__WHAT TO WORK ON__
Rewrite everything from the line containing "Note: mark the blue wildflower" down to the line containing "pixel 370 287", replacing "wildflower" with "flower" and leaving all else unchanged.

Records for pointing
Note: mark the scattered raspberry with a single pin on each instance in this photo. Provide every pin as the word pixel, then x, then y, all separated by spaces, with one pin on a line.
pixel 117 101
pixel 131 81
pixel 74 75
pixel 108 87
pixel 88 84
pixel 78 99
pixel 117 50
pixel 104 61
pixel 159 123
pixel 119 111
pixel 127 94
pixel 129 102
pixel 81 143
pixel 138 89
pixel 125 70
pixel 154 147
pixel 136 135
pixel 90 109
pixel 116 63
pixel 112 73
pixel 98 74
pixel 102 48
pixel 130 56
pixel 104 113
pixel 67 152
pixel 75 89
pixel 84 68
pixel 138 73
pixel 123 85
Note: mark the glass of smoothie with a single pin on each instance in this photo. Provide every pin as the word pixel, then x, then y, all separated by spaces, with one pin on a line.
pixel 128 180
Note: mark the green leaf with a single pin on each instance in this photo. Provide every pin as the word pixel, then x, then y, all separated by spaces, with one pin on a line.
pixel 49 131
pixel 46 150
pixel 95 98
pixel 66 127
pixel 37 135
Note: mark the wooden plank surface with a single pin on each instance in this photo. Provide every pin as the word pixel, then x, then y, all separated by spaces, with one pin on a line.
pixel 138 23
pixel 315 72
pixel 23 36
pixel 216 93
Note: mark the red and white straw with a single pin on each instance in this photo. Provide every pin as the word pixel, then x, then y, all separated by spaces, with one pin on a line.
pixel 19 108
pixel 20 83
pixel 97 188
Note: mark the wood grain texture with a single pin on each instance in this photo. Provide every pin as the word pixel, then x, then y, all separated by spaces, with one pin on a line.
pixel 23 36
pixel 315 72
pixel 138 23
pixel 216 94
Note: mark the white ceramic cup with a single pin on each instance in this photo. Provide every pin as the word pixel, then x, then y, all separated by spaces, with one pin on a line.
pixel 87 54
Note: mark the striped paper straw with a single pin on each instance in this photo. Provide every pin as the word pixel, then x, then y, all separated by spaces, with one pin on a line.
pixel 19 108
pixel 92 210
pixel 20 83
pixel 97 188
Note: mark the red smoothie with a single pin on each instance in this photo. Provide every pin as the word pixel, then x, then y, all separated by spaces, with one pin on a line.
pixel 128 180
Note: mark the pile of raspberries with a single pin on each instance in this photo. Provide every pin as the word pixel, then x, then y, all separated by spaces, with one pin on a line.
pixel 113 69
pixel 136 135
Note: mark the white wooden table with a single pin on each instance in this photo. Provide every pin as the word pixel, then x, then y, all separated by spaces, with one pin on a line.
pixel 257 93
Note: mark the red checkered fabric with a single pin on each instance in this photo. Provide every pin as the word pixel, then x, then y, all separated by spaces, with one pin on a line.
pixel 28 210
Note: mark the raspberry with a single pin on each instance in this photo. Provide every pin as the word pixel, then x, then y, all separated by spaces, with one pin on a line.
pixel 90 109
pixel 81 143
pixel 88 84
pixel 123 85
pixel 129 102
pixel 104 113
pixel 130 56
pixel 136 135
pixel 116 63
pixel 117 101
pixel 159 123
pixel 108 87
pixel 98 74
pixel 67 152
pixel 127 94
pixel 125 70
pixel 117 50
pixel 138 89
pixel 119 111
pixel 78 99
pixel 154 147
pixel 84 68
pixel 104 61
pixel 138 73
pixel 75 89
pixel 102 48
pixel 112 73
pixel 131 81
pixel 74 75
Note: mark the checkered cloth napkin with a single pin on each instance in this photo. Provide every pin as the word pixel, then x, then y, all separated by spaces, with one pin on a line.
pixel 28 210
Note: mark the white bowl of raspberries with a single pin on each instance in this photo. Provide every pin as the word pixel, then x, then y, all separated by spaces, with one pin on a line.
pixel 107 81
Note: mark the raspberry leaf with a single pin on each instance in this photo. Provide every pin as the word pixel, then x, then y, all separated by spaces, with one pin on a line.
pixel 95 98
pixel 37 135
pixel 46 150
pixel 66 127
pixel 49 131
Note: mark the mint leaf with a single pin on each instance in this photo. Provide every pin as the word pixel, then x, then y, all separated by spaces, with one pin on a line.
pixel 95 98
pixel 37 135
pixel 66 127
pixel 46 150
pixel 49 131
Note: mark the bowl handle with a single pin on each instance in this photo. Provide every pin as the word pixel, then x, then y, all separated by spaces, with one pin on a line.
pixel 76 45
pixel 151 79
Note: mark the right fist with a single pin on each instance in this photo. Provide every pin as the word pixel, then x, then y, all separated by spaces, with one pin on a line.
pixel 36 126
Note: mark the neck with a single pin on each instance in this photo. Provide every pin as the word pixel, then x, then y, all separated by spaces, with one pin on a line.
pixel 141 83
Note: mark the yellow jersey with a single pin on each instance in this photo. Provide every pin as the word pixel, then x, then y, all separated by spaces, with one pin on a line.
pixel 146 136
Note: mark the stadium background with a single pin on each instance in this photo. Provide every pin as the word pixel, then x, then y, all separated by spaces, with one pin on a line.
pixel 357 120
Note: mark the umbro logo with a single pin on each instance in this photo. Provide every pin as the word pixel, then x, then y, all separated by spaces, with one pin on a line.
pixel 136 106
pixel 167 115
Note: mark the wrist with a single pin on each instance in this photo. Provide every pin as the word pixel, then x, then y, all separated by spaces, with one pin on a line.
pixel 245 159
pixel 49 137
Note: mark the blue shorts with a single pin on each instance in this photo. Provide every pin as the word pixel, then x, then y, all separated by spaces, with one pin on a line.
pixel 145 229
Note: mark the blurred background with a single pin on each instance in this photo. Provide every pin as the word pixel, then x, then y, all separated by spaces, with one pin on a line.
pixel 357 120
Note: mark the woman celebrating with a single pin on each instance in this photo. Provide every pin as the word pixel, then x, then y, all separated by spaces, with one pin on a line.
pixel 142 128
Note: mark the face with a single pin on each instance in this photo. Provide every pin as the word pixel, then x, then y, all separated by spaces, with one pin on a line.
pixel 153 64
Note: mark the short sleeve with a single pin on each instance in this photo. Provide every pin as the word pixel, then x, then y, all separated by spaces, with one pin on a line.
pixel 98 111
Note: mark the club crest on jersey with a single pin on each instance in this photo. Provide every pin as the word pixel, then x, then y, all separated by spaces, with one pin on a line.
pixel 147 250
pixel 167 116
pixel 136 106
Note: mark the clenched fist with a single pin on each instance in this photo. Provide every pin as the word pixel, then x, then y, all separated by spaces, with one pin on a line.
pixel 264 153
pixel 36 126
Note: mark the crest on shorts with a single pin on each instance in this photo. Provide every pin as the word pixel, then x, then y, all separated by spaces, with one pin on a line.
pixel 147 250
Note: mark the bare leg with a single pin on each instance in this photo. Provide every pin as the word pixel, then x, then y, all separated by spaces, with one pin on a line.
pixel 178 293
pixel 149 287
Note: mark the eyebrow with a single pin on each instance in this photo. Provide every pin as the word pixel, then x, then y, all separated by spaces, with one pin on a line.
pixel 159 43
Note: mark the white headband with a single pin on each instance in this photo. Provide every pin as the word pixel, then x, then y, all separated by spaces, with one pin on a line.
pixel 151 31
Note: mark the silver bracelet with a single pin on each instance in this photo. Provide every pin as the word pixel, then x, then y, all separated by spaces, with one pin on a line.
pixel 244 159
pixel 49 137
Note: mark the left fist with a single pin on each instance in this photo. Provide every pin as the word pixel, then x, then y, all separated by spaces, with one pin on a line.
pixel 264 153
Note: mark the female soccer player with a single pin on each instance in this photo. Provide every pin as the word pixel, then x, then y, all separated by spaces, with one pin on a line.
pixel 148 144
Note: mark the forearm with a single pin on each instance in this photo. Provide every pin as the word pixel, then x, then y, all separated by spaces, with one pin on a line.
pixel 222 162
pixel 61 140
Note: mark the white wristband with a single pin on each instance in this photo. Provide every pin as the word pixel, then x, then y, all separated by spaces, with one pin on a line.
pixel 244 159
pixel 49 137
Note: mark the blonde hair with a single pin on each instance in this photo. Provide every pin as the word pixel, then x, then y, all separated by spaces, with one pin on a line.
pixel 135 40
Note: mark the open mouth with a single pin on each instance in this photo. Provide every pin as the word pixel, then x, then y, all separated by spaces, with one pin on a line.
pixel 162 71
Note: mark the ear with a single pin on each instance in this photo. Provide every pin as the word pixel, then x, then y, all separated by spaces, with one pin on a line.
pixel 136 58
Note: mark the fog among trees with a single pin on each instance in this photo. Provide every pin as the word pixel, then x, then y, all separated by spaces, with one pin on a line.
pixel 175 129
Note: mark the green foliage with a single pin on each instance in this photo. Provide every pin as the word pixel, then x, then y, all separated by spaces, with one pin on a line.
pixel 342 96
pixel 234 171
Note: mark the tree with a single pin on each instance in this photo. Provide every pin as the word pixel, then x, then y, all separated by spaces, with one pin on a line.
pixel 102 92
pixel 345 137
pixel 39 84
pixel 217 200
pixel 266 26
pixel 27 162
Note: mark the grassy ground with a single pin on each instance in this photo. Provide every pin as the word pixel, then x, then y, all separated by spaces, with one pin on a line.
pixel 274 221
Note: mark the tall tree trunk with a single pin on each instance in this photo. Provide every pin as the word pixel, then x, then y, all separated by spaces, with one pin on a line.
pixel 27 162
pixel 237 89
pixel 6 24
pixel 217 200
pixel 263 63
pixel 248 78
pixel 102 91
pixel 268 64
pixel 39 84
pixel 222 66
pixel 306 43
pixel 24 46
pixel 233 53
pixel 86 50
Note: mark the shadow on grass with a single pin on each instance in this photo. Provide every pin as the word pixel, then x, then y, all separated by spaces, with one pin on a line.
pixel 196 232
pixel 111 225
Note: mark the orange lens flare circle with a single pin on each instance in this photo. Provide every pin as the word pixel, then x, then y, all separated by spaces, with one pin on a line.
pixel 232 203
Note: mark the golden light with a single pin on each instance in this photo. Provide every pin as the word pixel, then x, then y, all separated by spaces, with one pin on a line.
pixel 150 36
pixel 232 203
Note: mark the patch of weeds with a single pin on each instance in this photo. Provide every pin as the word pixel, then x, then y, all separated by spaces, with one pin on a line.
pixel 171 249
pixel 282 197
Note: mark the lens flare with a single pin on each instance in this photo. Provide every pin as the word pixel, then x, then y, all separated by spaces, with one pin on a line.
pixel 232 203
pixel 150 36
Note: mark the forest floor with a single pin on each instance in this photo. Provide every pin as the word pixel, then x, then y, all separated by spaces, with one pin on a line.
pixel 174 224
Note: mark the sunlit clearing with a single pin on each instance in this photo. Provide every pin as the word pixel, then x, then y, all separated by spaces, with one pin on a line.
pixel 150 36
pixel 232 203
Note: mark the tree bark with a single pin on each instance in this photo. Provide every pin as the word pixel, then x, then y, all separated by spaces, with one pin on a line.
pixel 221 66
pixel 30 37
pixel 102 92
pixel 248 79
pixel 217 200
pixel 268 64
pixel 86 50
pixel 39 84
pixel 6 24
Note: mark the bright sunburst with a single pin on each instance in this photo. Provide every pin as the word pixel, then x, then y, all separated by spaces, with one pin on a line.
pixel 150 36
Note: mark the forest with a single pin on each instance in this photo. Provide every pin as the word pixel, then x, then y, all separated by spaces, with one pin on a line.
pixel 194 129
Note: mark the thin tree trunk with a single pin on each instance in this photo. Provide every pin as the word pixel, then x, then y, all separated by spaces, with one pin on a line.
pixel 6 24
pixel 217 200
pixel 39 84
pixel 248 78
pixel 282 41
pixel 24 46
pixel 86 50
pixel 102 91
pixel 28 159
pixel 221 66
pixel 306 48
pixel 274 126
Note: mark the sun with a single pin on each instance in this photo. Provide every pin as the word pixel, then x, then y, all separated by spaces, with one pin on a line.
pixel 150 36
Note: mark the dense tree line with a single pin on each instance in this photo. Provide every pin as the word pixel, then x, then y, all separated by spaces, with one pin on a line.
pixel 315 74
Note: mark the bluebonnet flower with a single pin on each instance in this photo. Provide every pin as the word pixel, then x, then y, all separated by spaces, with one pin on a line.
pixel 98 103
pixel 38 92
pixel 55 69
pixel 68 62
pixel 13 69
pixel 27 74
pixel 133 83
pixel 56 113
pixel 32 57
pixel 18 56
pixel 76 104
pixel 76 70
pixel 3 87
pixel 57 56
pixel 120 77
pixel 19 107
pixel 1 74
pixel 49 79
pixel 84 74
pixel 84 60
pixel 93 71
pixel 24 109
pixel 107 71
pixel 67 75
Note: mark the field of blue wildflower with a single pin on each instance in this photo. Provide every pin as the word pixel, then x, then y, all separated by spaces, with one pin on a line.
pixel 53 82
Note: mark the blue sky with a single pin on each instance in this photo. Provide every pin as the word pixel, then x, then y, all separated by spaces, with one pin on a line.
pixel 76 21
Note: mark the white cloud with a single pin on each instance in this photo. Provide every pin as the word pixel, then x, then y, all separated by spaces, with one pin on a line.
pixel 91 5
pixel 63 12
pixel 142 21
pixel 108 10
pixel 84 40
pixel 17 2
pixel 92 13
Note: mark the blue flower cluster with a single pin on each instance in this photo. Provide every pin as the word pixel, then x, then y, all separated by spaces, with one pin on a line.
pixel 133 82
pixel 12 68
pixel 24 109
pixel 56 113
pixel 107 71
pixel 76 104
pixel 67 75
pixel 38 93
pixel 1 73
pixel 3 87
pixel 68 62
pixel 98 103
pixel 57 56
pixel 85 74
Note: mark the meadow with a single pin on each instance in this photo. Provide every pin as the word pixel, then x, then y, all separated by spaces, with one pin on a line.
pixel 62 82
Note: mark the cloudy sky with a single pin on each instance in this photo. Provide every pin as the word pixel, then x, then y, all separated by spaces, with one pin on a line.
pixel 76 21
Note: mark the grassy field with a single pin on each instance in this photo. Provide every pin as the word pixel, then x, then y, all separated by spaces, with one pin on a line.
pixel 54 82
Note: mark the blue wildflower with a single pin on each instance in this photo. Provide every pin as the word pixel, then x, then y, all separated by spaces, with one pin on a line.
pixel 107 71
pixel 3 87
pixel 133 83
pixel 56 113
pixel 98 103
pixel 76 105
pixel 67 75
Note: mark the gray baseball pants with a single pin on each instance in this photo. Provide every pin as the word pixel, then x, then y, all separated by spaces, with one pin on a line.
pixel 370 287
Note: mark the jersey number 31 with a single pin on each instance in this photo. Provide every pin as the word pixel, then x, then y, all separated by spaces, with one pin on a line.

__RESULT OF THIS TASK__
Note: mark the blue flower with a single pin on each instance in this photo. Provide every pin as the word pixel, then x, then y, all separated by spaces, with one pin on a line.
pixel 107 71
pixel 3 87
pixel 133 83
pixel 56 113
pixel 98 103
pixel 76 105
pixel 67 75
Note: mark the gray baseball pants with a single pin on each instance in this photo. Provide every pin as the word pixel, then x, then y, all separated by spaces, with one pin on a line.
pixel 370 287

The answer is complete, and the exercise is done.